EXERCISE REQUIREMENTS -> Report each line in the entries below that contains the string "silver", copying every such line in full.

── AVAILABLE RECORDS ──

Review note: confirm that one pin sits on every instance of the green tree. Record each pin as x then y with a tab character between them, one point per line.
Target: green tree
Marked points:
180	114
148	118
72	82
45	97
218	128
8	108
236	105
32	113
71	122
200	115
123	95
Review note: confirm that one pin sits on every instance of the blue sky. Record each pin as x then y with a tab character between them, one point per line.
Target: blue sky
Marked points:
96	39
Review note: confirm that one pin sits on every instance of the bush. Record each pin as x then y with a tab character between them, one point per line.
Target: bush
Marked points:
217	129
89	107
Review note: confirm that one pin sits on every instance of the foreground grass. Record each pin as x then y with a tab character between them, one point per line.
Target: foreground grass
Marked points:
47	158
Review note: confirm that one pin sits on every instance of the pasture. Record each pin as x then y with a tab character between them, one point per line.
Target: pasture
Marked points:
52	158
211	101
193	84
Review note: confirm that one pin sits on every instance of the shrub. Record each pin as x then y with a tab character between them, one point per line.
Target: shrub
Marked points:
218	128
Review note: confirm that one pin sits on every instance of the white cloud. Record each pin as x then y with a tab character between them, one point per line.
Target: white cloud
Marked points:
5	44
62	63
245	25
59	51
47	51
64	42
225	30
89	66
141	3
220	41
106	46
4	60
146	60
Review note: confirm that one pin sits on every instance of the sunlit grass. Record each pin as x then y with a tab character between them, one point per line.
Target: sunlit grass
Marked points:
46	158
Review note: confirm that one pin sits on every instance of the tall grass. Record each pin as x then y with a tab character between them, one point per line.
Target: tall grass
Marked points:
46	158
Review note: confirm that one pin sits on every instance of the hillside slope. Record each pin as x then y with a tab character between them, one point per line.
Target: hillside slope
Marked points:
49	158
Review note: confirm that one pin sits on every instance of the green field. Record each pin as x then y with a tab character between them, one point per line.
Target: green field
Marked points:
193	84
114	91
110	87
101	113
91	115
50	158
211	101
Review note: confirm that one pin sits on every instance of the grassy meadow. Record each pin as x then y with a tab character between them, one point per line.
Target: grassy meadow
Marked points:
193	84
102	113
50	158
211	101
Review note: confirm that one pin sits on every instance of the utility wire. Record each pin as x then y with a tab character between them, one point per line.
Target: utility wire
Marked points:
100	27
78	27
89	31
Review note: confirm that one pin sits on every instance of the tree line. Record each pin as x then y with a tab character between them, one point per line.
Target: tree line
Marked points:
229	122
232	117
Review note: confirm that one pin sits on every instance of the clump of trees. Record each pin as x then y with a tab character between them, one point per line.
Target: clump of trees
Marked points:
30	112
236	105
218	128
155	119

───
── AVAILABLE RECORDS ──

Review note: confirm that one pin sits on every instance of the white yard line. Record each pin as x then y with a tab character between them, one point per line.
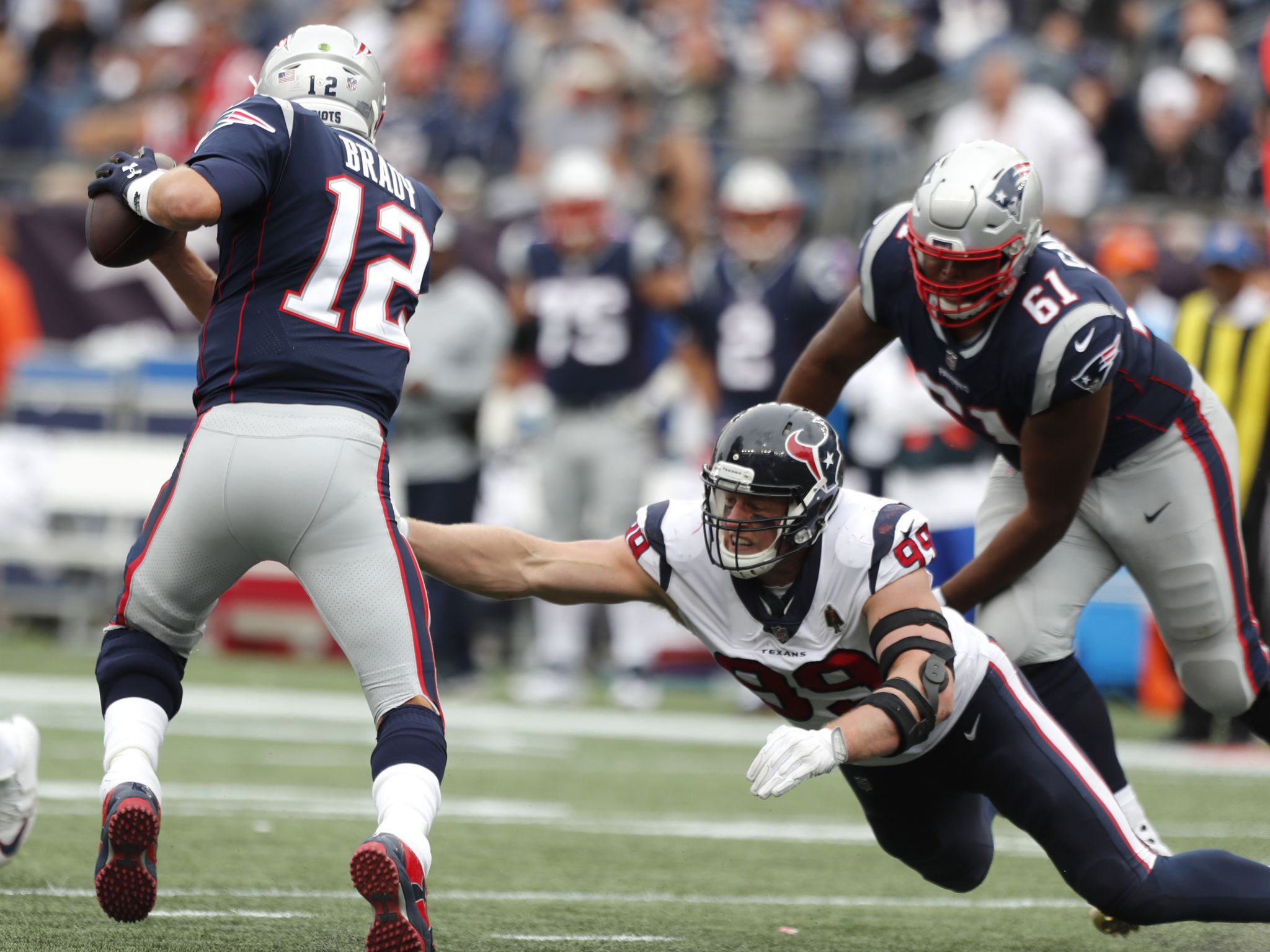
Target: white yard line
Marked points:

───
── AVAILABLE RECORDS ──

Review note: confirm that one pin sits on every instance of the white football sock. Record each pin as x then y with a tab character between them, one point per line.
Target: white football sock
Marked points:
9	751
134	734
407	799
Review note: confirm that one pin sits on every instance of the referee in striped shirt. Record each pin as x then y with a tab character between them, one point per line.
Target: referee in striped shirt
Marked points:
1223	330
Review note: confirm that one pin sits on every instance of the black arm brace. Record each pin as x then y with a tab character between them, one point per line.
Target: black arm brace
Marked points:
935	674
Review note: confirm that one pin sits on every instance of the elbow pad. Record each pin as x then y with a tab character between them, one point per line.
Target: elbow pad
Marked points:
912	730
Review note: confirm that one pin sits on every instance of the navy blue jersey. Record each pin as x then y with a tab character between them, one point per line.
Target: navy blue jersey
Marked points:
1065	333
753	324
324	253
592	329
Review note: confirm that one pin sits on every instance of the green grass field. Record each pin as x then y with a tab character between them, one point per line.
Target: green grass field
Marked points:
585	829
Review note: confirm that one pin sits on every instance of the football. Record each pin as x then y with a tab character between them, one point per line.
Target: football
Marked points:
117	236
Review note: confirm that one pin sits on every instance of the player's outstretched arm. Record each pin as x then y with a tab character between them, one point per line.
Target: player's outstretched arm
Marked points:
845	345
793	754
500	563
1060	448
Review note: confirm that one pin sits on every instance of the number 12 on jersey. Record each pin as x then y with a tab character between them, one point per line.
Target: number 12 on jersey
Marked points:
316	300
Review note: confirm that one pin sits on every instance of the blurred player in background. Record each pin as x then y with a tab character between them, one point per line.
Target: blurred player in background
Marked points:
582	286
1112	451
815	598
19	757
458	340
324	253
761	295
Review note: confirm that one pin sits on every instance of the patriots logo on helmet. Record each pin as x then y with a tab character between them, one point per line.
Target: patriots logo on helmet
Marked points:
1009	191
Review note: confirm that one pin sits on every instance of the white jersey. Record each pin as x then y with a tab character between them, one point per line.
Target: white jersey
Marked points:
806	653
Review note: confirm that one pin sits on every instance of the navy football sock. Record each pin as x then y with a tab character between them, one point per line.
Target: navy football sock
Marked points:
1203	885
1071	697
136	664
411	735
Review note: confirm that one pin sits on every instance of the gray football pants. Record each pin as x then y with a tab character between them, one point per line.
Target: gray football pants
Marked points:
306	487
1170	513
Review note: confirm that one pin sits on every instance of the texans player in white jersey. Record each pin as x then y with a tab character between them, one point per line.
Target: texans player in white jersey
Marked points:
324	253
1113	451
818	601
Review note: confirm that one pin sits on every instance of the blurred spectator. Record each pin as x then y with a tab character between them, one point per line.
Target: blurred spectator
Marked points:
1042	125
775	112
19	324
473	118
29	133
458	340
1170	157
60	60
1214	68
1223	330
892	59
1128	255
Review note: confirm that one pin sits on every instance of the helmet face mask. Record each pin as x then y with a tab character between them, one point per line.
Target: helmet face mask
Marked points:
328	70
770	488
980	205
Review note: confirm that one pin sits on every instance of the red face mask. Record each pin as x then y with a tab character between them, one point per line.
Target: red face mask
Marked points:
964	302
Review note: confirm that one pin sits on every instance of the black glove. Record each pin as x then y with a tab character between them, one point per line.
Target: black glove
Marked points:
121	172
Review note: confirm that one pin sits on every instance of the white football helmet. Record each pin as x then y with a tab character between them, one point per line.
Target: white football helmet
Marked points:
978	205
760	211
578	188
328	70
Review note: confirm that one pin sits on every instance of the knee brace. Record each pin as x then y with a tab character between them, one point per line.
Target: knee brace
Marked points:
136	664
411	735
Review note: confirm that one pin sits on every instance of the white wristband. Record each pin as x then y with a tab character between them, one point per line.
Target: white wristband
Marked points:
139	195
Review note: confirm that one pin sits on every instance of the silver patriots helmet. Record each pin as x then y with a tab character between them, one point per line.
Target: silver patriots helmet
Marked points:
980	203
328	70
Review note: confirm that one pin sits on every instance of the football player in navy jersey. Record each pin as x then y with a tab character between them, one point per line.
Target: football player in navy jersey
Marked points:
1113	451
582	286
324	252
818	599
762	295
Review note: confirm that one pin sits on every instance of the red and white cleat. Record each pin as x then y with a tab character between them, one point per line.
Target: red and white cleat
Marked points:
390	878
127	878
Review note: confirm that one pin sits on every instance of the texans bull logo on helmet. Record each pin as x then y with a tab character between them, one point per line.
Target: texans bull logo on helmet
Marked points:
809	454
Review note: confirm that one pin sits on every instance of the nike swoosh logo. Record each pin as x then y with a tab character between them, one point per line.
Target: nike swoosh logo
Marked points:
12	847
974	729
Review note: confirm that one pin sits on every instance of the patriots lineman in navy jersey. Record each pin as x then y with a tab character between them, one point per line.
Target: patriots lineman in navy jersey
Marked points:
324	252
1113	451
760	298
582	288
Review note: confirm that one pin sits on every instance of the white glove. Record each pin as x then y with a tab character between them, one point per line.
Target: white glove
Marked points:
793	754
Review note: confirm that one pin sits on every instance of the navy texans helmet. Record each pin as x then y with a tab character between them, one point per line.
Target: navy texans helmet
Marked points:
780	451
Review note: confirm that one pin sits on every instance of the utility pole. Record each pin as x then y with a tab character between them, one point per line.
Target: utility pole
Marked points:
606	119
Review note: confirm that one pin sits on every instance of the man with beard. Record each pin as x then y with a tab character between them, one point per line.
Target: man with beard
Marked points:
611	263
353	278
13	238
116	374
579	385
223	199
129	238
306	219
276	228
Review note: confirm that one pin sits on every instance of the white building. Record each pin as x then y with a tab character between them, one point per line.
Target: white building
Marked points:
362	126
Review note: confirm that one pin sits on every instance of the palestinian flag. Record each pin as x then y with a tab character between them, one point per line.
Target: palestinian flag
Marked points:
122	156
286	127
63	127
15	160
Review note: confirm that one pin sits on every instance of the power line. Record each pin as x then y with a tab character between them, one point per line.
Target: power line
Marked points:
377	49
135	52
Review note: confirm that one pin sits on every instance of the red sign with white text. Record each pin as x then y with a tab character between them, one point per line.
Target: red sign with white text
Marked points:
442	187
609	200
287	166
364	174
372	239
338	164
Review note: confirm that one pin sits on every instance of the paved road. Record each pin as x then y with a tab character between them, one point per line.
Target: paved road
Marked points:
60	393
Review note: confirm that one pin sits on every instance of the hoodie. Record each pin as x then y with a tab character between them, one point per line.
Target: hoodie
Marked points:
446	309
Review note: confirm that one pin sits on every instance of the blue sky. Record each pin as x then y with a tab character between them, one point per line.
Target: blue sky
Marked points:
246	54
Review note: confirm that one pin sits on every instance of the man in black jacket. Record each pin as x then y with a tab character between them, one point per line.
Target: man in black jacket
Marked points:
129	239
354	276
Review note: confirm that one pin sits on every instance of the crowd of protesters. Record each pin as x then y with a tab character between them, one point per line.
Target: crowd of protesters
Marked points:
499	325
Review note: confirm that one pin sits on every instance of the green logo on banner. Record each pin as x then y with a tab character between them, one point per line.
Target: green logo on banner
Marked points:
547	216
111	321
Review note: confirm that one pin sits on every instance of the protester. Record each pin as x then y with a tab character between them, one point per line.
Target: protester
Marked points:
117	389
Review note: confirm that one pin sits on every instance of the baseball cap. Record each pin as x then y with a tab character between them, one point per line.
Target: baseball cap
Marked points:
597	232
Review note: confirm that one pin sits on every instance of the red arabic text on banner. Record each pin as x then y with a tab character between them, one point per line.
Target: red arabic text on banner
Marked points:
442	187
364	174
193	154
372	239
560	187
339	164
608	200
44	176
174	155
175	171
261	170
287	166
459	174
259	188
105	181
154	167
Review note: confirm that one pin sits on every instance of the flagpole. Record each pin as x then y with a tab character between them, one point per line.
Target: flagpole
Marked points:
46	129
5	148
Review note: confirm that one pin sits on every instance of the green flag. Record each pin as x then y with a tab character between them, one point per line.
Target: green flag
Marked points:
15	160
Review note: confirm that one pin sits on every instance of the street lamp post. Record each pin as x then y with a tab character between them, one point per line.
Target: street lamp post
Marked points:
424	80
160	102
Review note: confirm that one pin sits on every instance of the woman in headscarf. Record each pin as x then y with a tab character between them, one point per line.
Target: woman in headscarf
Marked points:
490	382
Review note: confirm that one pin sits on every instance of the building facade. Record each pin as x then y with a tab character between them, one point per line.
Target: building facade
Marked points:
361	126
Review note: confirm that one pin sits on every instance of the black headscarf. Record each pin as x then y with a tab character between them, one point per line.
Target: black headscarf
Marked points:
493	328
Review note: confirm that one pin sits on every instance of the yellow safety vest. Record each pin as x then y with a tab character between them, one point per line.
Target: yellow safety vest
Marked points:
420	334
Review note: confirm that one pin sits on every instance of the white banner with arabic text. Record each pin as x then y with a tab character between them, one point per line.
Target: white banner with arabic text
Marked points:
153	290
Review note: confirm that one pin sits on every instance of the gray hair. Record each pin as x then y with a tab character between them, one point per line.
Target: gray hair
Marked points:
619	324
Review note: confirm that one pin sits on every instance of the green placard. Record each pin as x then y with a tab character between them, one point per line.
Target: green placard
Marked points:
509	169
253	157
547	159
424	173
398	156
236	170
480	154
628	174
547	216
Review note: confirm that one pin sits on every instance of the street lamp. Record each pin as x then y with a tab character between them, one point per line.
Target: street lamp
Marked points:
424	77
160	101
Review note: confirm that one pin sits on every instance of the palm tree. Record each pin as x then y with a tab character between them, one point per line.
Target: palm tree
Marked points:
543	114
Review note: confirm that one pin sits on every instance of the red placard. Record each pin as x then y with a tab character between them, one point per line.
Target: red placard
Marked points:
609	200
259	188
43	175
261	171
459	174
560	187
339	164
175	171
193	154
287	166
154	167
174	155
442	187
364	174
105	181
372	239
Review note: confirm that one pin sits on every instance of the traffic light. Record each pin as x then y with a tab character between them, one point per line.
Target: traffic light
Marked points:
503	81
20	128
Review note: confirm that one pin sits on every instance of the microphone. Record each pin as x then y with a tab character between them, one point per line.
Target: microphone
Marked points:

───

ANSWER TO THE EXERCISE ->
Review note: confirm that one pin sits on every instance of the silver patriots helmet. Record each pin as x then y with a tab character between them, one point per line.
Target: silver patriots helmet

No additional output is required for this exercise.